EXCERPTED TEXT:
◆ ◆ ◆ ◆ ◆

File "/usr/bin/job", line 52, in <module>
  root = xml.etree.ElementTree.fromstring(proc.stdout.read())
File "/usr/lib/python3.7/xml/etree/ElementTree.py", line 1316, in XML
  return parser.close()

xml.etree.ElementTree.ParseError: no element found: line 1, column 0

Event Timeline

Yes it is, it should be fixed already, can you retry?

@dcaro I'm still seeing issues when working with the toolforge-jobs API:

tools.patrocle@tools-sgebastion-10:~$ toolforge-jobs list -l
WARNING: the `--long` flag is deprecated, use `--output long` instead
ERROR: An internal error occured while executing this command.
Traceback (most recent call last):
  File "/usr/lib/python3/dist-packages/tjf_cli/api.py", line 167, in _make_request
    response.raise_for_status()
  File "/usr/lib/python3/dist-packages/requests/models.py", line 940, in raise_for_status
    raise HTTPError(http_error_msg, response=self)
requests.exceptions.HTTPError: 502 Server Error: Bad Gateway for url: https://api.svc.tools.eqiad1.wikimedia.cloud:30003/jobs/api/v1/list/

During handling of the above exception, another exception occurred:

Traceback (most recent call last):
  File "/usr/lib/python3/dist-packages/tjf_cli/api.py", line 60, in _make_http_error
    json = original.response.json()
  File "/usr/lib/python3/dist-packages/requests/models.py", line 897, in json
    return complexjson.loads(self.text, **kwargs)
  File "/usr/lib/python3/dist-packages/simplejson/__init__.py", line 518, in loads
    return _default_decoder.decode(s)
  File "/usr/lib/python3/dist-packages/simplejson/decoder.py", line 370, in decode
    obj, end = self.raw_decode(s)
  File "/usr/lib/python3/dist-packages/simplejson/decoder.py", line 400, in raw_decode
    return self.scan_once(s, idx=_w(s, idx).end())
simplejson.errors.JSONDecodeError: Expecting value: line 1 column 1 (char 0)

During handling of the above exception, another exception occurred:

Traceback (most recent call last):
  File "/usr/lib/python3/dist-packages/tjf_cli/cli.py", line 645, in main
    run_subcommand(args=args, api=api)
  File "/usr/lib/python3/dist-packages/tjf_cli/cli.py", line 601, in run_subcommand
    op_list(api, output_format)
  File "/usr/lib/python3/dist-packages/tjf_cli/cli.py", line 310, in op_list
    list = _list_jobs(api)
  File "/usr/lib/python3/dist-packages/tjf_cli/cli.py", line 305, in _list_jobs
    list = api.get("/list/").json()
  File "/usr/lib/python3/dist-packages/tjf_cli/api.py", line 175, in get
    return self._make_request("GET", url_path, **kwargs)
  File "/usr/lib/python3/dist-packages/tjf_cli/api.py", line 170, in _make_request
    new_error = _make_http_error(e)
  File "/usr/lib/python3/dist-packages/tjf_cli/api.py", line 72, in _make_http_error
    except requests.exceptions.InvalidJSONError:
AttributeError: module 'requests.exceptions' has no attribute 'InvalidJSONError'
ERROR: Please report this issue to the Toolforge admins: https://w.wiki/6Zuu

Yes it is, it should be fixed already, can you retry?

◆ ◆ ◆ ◆ ◆

DATA PROVIDED:

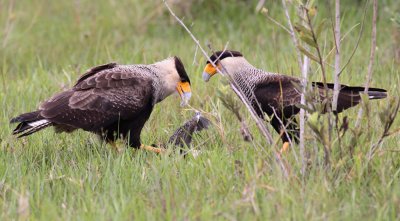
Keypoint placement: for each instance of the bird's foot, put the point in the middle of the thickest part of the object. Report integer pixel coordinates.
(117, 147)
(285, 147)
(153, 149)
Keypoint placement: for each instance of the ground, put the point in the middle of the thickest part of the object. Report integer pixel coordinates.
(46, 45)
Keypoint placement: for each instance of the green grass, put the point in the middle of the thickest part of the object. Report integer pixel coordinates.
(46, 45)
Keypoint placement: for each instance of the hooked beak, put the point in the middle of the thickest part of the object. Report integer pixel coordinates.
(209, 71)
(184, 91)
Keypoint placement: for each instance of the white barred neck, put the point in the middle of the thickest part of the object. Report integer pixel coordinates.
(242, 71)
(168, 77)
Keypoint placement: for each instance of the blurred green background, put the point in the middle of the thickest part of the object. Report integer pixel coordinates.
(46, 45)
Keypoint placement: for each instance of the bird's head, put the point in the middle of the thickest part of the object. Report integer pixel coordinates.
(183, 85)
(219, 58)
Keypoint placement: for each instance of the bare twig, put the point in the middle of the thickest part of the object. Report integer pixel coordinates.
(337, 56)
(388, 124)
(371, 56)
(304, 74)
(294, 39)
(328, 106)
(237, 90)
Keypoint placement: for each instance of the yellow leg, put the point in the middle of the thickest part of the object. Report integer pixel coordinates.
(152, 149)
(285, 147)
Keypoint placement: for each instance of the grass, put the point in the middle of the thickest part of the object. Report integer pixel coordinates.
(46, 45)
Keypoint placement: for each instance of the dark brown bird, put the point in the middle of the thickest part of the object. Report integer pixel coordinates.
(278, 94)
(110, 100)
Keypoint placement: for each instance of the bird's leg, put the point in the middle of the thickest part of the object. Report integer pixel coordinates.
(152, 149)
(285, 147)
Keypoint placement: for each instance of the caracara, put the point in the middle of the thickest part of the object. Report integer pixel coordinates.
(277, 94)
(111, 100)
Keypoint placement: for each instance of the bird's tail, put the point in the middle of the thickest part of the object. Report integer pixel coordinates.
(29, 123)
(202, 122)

◆ ◆ ◆ ◆ ◆

STATED TASK A: Repeat the portion of the error-log thread above, everything from "requests.exceptions.HTTPError: 502 Server" down to "return _default_decoder.decode(s)", word for word.
STATED TASK B: Render this sentence from the error-log thread into Spanish: "Yes it is, it should be fixed already, can you retry?"

WORKED SOLUTION A:
requests.exceptions.HTTPError: 502 Server Error: Bad Gateway for url: https://api.svc.tools.eqiad1.wikimedia.cloud:30003/jobs/api/v1/list/

During handling of the above exception, another exception occurred:

Traceback (most recent call last):
  File "/usr/lib/python3/dist-packages/tjf_cli/api.py", line 60, in _make_http_error
    json = original.response.json()
  File "/usr/lib/python3/dist-packages/requests/models.py", line 897, in json
    return complexjson.loads(self.text, **kwargs)
  File "/usr/lib/python3/dist-packages/simplejson/__init__.py", line 518, in loads
    return _default_decoder.decode(s)

WORKED SOLUTION B: Sí, lo es; ya debería estar arreglado, ¿puedes volver a intentarlo?